To do ▸ The records below must be written out exactly, with every picture left behind.

Items from a dataset
::::::::::
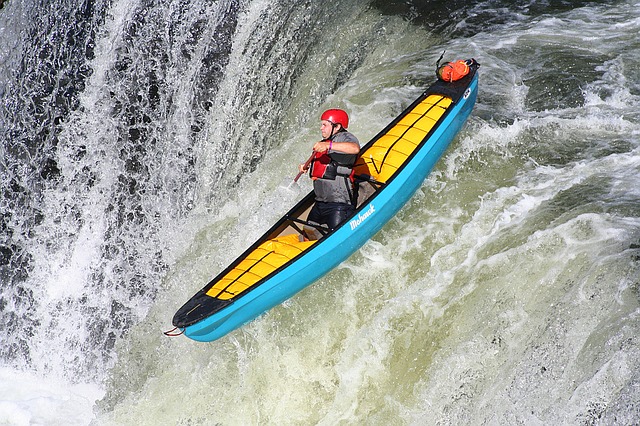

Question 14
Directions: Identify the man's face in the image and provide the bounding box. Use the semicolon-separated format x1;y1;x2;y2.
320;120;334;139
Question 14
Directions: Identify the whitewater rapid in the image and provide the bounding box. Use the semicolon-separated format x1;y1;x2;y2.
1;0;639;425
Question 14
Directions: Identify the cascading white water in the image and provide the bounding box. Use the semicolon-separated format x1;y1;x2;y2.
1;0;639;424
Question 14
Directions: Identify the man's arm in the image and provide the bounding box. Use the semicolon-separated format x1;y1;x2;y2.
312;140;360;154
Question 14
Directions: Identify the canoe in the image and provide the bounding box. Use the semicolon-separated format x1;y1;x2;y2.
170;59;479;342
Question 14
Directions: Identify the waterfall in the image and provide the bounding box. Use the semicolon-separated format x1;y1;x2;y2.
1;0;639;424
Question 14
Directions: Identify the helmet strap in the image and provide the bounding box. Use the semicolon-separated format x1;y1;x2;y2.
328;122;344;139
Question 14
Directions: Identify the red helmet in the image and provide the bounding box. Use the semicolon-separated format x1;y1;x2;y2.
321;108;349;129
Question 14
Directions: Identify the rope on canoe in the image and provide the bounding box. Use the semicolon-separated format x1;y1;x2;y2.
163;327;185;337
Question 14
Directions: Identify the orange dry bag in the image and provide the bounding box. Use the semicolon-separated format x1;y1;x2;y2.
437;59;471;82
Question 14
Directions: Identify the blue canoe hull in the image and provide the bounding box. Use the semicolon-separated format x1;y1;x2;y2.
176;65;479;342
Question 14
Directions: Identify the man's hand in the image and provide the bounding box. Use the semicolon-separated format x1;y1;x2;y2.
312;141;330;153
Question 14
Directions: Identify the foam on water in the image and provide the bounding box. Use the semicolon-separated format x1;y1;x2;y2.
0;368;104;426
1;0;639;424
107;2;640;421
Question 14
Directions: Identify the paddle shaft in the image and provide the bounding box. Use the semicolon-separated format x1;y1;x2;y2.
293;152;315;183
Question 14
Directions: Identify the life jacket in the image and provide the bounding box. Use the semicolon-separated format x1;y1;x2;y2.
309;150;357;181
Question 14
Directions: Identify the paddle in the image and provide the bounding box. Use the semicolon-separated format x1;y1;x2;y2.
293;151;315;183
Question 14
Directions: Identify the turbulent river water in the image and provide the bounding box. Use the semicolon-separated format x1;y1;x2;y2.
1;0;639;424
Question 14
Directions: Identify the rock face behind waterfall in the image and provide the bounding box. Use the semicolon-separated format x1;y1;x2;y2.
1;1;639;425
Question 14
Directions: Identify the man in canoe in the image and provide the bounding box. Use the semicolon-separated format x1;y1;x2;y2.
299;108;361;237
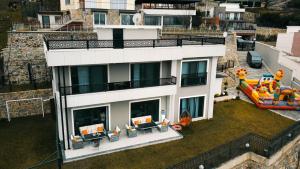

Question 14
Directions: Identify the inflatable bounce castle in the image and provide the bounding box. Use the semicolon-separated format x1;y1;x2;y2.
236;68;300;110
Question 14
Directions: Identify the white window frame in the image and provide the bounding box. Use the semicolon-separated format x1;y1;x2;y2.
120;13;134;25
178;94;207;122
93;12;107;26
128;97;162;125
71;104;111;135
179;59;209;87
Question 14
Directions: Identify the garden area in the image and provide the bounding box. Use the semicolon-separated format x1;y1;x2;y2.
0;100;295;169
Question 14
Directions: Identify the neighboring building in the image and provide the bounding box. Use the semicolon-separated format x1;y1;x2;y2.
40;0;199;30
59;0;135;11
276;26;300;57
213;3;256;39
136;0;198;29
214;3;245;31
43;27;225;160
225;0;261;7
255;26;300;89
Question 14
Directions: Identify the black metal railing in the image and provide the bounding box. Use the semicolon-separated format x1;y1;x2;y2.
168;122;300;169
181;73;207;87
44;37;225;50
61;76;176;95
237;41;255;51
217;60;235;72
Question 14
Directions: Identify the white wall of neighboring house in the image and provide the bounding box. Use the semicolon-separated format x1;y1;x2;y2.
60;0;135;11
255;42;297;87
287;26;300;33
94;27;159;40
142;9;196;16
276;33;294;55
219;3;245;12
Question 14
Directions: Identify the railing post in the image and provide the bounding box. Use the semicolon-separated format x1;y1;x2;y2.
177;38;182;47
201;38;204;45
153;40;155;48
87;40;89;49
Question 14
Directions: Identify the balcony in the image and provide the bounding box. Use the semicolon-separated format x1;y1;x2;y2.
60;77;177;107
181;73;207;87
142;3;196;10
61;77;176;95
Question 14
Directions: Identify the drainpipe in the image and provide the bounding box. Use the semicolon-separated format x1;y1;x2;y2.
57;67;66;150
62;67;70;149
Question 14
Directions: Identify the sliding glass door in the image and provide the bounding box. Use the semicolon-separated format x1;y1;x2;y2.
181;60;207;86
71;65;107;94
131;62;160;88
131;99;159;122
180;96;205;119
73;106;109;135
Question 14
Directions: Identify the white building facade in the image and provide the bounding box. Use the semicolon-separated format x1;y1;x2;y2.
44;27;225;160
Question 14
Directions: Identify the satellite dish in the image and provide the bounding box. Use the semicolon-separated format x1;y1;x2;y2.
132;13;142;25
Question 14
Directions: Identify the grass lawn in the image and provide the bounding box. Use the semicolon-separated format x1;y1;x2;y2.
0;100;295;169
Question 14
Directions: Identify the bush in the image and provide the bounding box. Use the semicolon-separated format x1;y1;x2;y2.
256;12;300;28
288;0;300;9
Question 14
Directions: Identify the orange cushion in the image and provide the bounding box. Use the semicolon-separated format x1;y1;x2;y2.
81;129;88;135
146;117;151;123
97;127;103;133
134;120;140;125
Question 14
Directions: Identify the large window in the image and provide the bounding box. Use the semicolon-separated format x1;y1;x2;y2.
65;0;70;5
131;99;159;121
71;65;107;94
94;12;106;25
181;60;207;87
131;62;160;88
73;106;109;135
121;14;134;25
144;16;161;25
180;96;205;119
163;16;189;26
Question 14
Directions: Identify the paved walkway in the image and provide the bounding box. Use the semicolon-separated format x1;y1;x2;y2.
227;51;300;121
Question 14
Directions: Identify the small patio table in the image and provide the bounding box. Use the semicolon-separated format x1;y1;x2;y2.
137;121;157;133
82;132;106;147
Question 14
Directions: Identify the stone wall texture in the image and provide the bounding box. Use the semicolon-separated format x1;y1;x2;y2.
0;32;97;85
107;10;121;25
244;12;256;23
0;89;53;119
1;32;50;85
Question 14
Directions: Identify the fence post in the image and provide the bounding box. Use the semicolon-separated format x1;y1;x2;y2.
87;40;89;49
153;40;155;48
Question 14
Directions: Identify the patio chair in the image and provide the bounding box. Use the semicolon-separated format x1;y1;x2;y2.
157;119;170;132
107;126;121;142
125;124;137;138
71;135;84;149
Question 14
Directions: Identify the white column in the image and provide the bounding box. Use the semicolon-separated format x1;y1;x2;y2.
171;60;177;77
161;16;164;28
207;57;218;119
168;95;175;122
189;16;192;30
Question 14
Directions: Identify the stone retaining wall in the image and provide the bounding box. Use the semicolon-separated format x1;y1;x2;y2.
::::::::::
Problem solution ▸
Question 14
Directions: Identify the man's face in the image and provide the bounding box. Use the semicolon-separated format x1;y1;x2;y2.
320;120;334;139
Question 14
Directions: Identify the whitewater rapid in the image and provide the bounding box. Use the semicolon-separated format x1;y1;x2;y2.
1;0;639;425
Question 14
Directions: Identify the cascading white water in the image and provide the bounding box. Use the semicolon-separated format x1;y1;x2;y2.
1;0;639;424
Question 14
Directions: Identify the man's arm in the image and provide the bounding box. Use the semicolon-separated format x1;y1;x2;y2.
312;140;360;154
Question 14
Directions: Identify the canoe in the image and provide the bounding box. Use the semicolon-separated format x1;y1;x2;y2.
170;59;479;342
Question 14
Directions: Identify the waterfall in the image and provide the bounding box. Use the semicolon-separated format x1;y1;x2;y2.
1;0;639;424
Question 14
Directions: Identify the helmet strap in the image and provide the bounding box. Use the semicolon-separated format x1;y1;x2;y2.
328;122;344;139
Question 14
Directions: Identify the red helmet in the image and provide the bounding box. Use the semicolon-separated format x1;y1;x2;y2.
321;108;349;129
Question 14
Directions: Identify the rope on canoe in the image and provide the bounding box. Use the semicolon-separated format x1;y1;x2;y2.
163;327;185;337
Question 14
Directions: Identify the orange dry bag in the image and provide the bounding box. Use the semicolon-separated format x1;y1;x2;y2.
437;59;471;82
Question 14
Directions: Identify the blue canoe hull in the image and provide the bounding box. Use the semicolon-separated format x1;y1;x2;y2.
176;65;479;342
Question 14
Directions: Identify the man's hand in the image and provide the bounding box. Use the semicolon-separated format x1;y1;x2;y2.
312;141;330;153
Question 14
Directions: Identify the foam on water in the image and provide the bounding box. Use the semicolon-separated format x1;y1;x2;y2.
0;368;104;426
1;0;639;424
107;2;640;421
Question 14
Directions: Identify the paddle shaft in the image and provide the bounding box. Use the semicolon-separated format x1;y1;x2;y2.
293;152;315;183
Question 14
Directions: Identify the life jacket in the image and provide the bounding box. Use the semicolon-separated format x1;y1;x2;y2.
309;150;357;181
Question 14
Directions: Identify the paddle in the image and provide the bounding box. Use the semicolon-separated format x1;y1;x2;y2.
293;151;315;183
Question 14
Directions: Identify the turbulent river water in the image and provide the bounding box. Use the semicolon-separated format x1;y1;x2;y2.
1;0;639;424
Question 14
Directions: Identify the rock face behind waterfall in the image and provide the bounding box. Use the semicolon-separated format x1;y1;x2;y2.
1;1;639;425
Question 14
Directions: Identify the man in canoe in the image and provide the bounding box. Use the semicolon-separated format x1;y1;x2;y2.
299;108;361;237

Question 14
Directions: Identify the inflatable bounce castle in the image and provide the bounding box. Use the semicolon-separated format x1;y1;x2;y2.
236;68;300;110
Question 14
Directions: Identify the white window frame in the image and provide the bounding box. Use the semicolon-separated format x1;y1;x2;y2.
120;13;134;25
178;94;207;122
93;12;107;26
128;97;162;125
71;104;111;135
179;59;209;87
Question 14
Directions: Identify the garden area in the image and provide the bounding box. Use the semicolon-separated format x1;y1;x2;y2.
0;100;295;169
Question 14
Directions: Identify the neighboring building in the image and provide the bounding box. Use the semicolon-separated format x1;y1;x2;y2.
40;0;199;30
59;0;135;11
276;26;300;57
213;3;256;39
136;0;198;29
214;3;245;31
43;27;225;160
225;0;261;7
255;26;300;89
Question 14
Directions: Identify the black metal railing in the image and provide the bounding box. Use the semicolon-separated format x1;y1;x2;y2.
168;122;300;169
181;73;207;87
44;37;225;50
61;76;176;95
237;41;255;51
217;60;235;72
Question 14
Directions: Identify the white wall of neighboring house in the image and provide the bounding box. Use the semicolon-separated format x1;y1;x2;y2.
60;0;135;11
255;42;297;87
287;26;300;33
94;27;159;40
142;9;196;16
276;33;294;55
219;3;245;12
Question 14
Directions: Identify the railing post in the image and provide the bounding box. Use the semicolon-separated format x1;y1;x2;y2.
177;38;182;47
201;38;204;45
153;40;155;48
87;40;89;49
Question 14
Directions: Identify the balcony in the image and provide the bounding box. Use the semicolon-separated format x1;y1;x2;y2.
60;77;177;107
181;73;207;87
142;3;196;10
61;77;176;95
Question 14
Directions: Identify the drainpipe in the image and provide the bounding box. Use the semicolon-separated format x1;y1;x2;y2.
57;67;66;150
62;67;70;149
Question 14
Directions: Identify the sliding glass door in the image and provide the bounding box. Use the semicolon-separated format x1;y1;x2;y2.
181;60;207;86
71;65;107;94
131;62;160;88
131;99;159;122
180;96;205;119
73;106;109;135
Question 14
Directions: Identify the white building facade in the image and provide the bounding box. Use the semicolon-separated format x1;y1;x2;y2.
44;27;225;160
Question 14
Directions: Identify the satellite dish in the image and provide the bounding box. Use the semicolon-separated format x1;y1;x2;y2.
132;13;142;25
Question 14
Directions: Identify the grass lawn in the image and provide the bounding box. Use the semicolon-separated format x1;y1;x2;y2.
0;100;295;169
Question 14
Directions: Identify the bush in the image and provide the bounding box. Use the semicolon-separated format x1;y1;x2;y2.
256;12;300;28
288;0;300;9
Question 14
Directions: Identify the orange cushion in the image and provide the bounding box. Use the semicolon-separated format x1;y1;x2;y2.
81;129;88;135
146;117;151;123
97;127;103;133
134;120;140;125
Question 14
Directions: Identify the large window in the image and provide the bounding box. Use the semicolon-separated format x1;y1;x2;y2.
65;0;70;5
131;99;159;121
71;65;107;94
94;12;106;25
181;60;207;87
131;62;160;88
73;106;109;135
121;14;134;25
144;16;161;25
180;96;205;119
163;16;189;26
Question 14
Directions: Identify the paved walkway in the image and provide the bounding box. Use the semicolon-separated format x1;y1;x2;y2.
227;51;300;121
Question 14
Directions: Identify the small patio table in the image and provide the bounding box. Use the semicolon-separated format x1;y1;x2;y2.
137;121;157;133
82;132;106;147
Question 14
Directions: Identify the stone wall texture in the image and provide the bounding box. Use the semicolon-separated format x1;y1;x2;y2.
0;32;97;85
107;10;121;25
244;12;256;23
0;89;53;119
1;32;50;85
Question 14
Directions: Identify the fence post in the image and provide the bounding box. Use the semicolon-separated format x1;y1;x2;y2.
87;40;89;49
153;40;155;48
Question 14
Directions: Identify the patio chair in the image and provide the bounding box. Use the semicolon-separated format x1;y1;x2;y2.
157;119;170;132
107;126;121;142
125;124;137;138
71;135;84;149
Question 14
Directions: Identify the white column in the image and provide the bounding box. Use the semicolon-separated format x1;y1;x2;y2.
171;60;177;77
161;16;164;28
207;57;218;119
168;95;175;122
189;16;192;30
Question 14
Directions: Identify the stone retaining wall in the image and provide the bounding box. Use the semicolon-separated format x1;y1;x2;y2.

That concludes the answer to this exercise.